● SELECTED PASSAGE
————
We also liked that it is not locked to one assistant. Working across Claude, Cursor, n8n and Gemini CLI through a single standard means you are not betting on one vendor, and you can move your setup if a better model shows up. That flexibility is a genuine strength.

 

Pros and cons

 

What we liked

 

No extra cost on top of an existing Databox plan.

Very fast setup for current Databox users, often under a minute.

Answers are calculated by a real query engine, not guessed by the AI.

Works across many AI clients through one open standard, so no lock in.

Clear, developer friendly README and a sensible three layer design.

Strong security model with OAuth, scoped permissions and audit trails.

 

What gave us pause

 

Only makes sense if you are already paying for Databox, which is not cheap.

Per data source fees can quietly inflate the real monthly cost.

Documentation outside GitHub is still light, and the repo is young.

Dataset schema rules have a learning curve and punish messy data.

Not a fit for anyone who just wants a low cost data connector without dashboards.


Frequently asked questions about Databox MCP in 2026

 

1. Is Databox MCP free to use?
————
● INFORMATION SHOWN
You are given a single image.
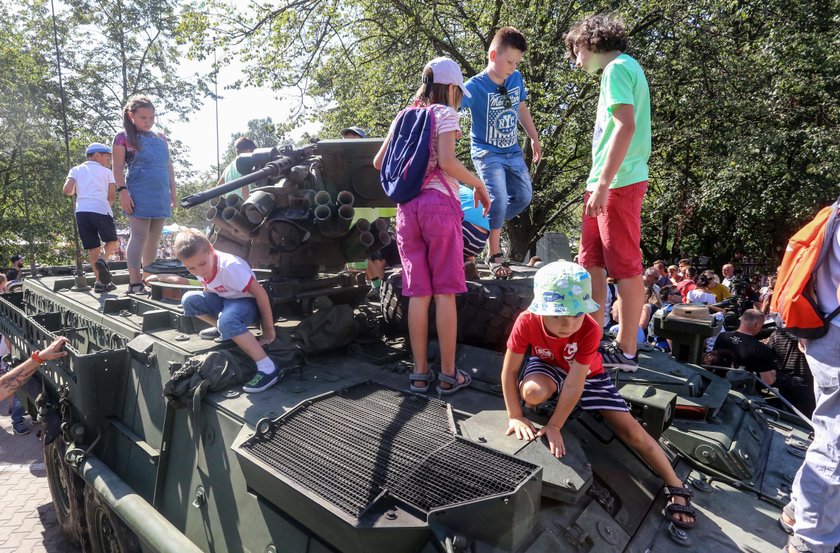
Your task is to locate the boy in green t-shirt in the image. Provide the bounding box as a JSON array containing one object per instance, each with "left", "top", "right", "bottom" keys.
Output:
————
● EXERCISE DIRECTIONS
Decide whether each of the following statements agrees with the Databox MCP review, giving yes or no and quoting the review's words that settle the point. (a) For current Databox users, setup often takes under a minute. (b) The answers are produced by the AI rather than by a query engine. (c) Documentation outside GitHub is thorough.

● ANSWER BOX
(a) Yes: "Very fast setup for current Databox users, often under a minute."
(b) No: "Answers are calculated by a real query engine, not guessed by the AI."
(c) No: "Documentation outside GitHub is still light, and the repo is young."